[YOUR GOAL]: Restate word for word the lines of the entries below, starting with the line that holds "Target: decorative arch molding" and ending with the line that holds "Target: scrollwork ornament", and no others.

Items listed in a dataset:

══════════════════════════════

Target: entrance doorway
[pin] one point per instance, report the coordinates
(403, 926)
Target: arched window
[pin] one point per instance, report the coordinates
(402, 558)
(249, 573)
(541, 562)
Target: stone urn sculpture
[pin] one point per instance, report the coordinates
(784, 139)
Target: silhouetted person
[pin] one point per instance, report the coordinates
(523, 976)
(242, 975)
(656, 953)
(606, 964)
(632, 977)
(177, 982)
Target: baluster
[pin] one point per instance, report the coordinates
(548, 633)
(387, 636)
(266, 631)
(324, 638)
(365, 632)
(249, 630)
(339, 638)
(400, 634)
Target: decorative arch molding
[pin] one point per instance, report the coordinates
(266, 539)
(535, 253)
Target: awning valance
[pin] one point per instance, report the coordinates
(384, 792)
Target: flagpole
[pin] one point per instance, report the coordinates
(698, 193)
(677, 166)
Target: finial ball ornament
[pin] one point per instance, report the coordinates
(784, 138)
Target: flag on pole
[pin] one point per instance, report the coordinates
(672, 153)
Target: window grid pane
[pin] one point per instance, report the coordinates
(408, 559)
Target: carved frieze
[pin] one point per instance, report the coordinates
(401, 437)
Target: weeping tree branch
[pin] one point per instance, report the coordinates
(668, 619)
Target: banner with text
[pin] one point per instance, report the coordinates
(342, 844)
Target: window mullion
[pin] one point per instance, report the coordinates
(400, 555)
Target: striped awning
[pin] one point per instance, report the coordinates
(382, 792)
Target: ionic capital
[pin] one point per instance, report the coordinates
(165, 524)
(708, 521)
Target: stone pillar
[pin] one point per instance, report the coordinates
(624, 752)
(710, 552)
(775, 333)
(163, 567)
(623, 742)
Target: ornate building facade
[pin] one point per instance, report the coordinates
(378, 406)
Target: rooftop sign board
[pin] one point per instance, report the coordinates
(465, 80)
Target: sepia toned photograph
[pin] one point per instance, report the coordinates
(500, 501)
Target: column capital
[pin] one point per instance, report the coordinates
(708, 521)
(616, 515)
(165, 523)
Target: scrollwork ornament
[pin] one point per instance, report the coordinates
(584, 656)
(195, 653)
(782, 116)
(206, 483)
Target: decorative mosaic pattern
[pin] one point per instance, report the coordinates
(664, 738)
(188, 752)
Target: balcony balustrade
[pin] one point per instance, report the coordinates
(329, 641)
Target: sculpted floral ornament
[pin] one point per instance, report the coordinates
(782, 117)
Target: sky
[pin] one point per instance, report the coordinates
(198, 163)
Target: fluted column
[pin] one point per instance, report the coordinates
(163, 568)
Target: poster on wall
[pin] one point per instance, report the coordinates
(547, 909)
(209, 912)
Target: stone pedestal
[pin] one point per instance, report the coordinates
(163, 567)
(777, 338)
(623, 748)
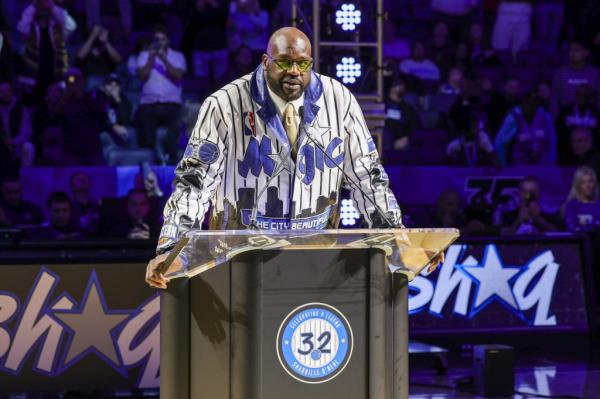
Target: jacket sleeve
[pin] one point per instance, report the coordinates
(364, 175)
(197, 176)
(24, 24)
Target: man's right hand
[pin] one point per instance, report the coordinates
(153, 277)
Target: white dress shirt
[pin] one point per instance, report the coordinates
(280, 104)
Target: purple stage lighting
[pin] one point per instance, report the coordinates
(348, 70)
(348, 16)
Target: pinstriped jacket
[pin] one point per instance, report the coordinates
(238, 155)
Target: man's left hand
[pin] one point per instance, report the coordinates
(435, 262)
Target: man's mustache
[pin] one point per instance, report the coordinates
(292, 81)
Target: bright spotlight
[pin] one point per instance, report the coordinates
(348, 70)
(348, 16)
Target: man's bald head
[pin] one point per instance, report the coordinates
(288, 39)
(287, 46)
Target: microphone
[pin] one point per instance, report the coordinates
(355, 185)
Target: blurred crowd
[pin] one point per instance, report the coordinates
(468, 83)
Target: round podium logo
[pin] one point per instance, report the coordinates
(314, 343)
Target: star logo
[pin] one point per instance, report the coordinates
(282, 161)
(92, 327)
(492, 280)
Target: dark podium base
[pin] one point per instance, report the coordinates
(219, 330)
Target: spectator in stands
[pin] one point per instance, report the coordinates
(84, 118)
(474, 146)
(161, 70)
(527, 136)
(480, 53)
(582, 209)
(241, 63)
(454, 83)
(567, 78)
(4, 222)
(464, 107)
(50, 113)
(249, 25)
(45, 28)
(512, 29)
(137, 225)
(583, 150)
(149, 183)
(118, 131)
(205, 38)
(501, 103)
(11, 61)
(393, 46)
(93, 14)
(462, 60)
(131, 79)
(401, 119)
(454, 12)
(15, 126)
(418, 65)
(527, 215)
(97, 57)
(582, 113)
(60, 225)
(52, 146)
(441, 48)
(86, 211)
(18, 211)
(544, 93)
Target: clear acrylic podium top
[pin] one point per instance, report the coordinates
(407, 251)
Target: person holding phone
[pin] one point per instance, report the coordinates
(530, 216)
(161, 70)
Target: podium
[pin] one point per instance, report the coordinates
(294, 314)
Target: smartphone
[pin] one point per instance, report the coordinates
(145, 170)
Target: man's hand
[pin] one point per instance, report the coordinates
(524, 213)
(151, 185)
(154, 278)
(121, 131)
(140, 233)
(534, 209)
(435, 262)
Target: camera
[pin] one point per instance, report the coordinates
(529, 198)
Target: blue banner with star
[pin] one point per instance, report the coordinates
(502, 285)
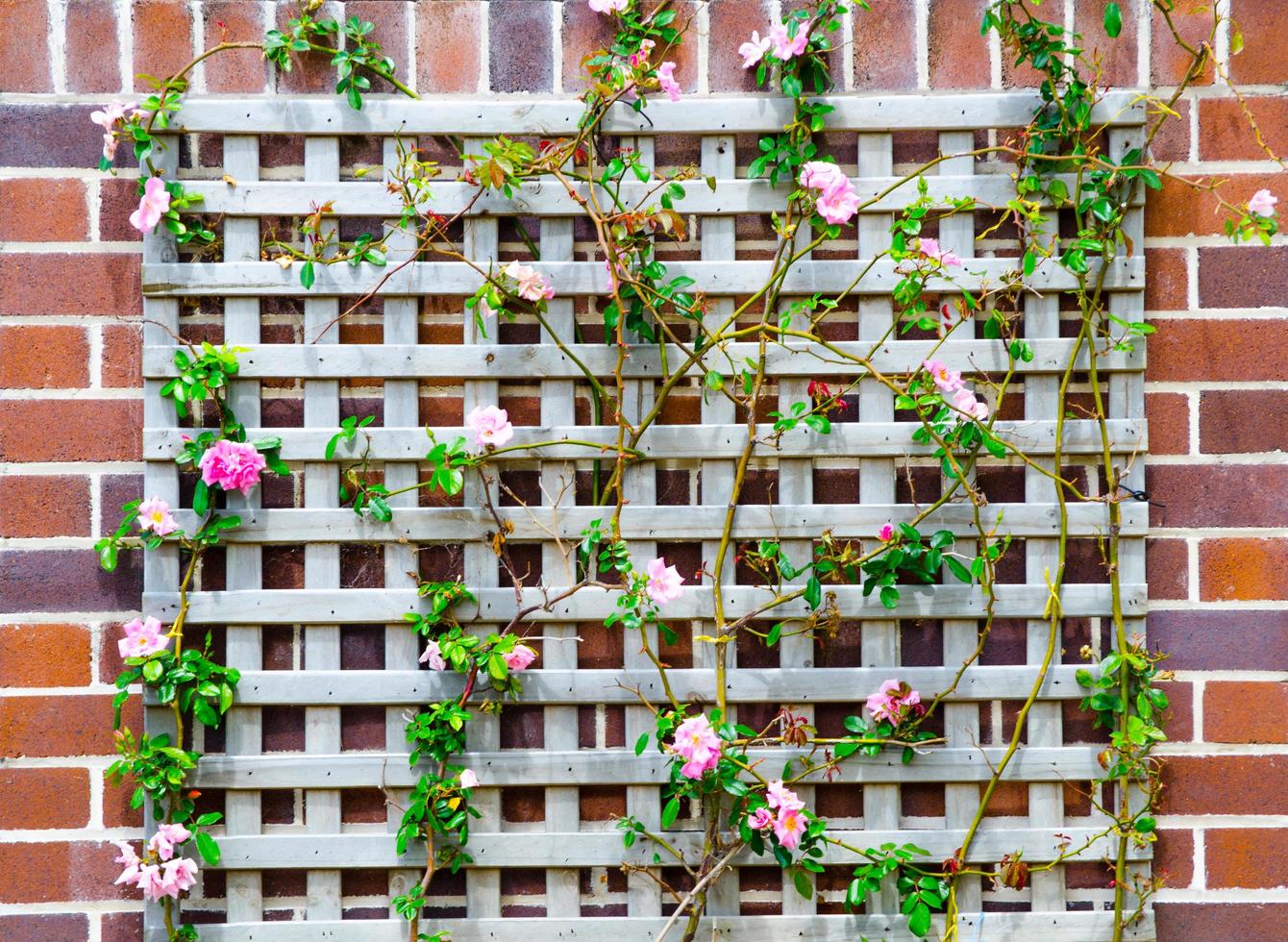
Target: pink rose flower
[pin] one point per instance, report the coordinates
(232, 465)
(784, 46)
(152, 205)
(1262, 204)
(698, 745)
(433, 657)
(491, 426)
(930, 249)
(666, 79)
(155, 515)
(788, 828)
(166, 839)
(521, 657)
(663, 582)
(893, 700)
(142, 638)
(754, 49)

══════════════════════════════

[YOUR SOLUTION]:
Target: decorative arch molding
[pin] one point per instance, report the coordinates
(266, 539)
(535, 253)
Target: awning valance
[pin] one point per instance, report the coordinates
(384, 792)
Target: flagpole
[pin] one point per instance, report the coordinates
(698, 193)
(677, 166)
Target: finial ball ornament
[pin] one point per instance, report the coordinates
(784, 138)
Target: flag on pole
[pin] one point per instance, report the coordinates
(672, 153)
Target: window grid pane
[pin] one point per instance, report the coordinates
(408, 559)
Target: carved frieze
[pin] one point per instance, report the coordinates
(401, 437)
Target: weeping tree branch
[pin] one point per instance, report the coordinates
(668, 619)
Target: banner with text
[pin] one point per instance, report the coordinates
(342, 844)
Target: window mullion
[pin] one point per instance, report the coordinates
(400, 555)
Target: striped awning
[pin] one point per instance, report the coordinates
(382, 792)
Target: ionic capital
[pin] one point per instance, report the coordinates
(165, 524)
(708, 521)
Target: stone pillar
[pin] one point per instance, report the coordinates
(624, 752)
(710, 552)
(775, 333)
(163, 567)
(623, 742)
Target: ornate building facade
[pin] one point per instance, report the coordinates
(378, 406)
Target: rooftop sign board
[pin] one point per instance, report the coordinates
(465, 80)
Target: sepia toned photograph
[pin] one point per instance, report the coordinates
(500, 501)
Target: column capital
[pin] one point per instance, report the coordinates
(708, 521)
(616, 515)
(165, 523)
Target: scrollwork ornament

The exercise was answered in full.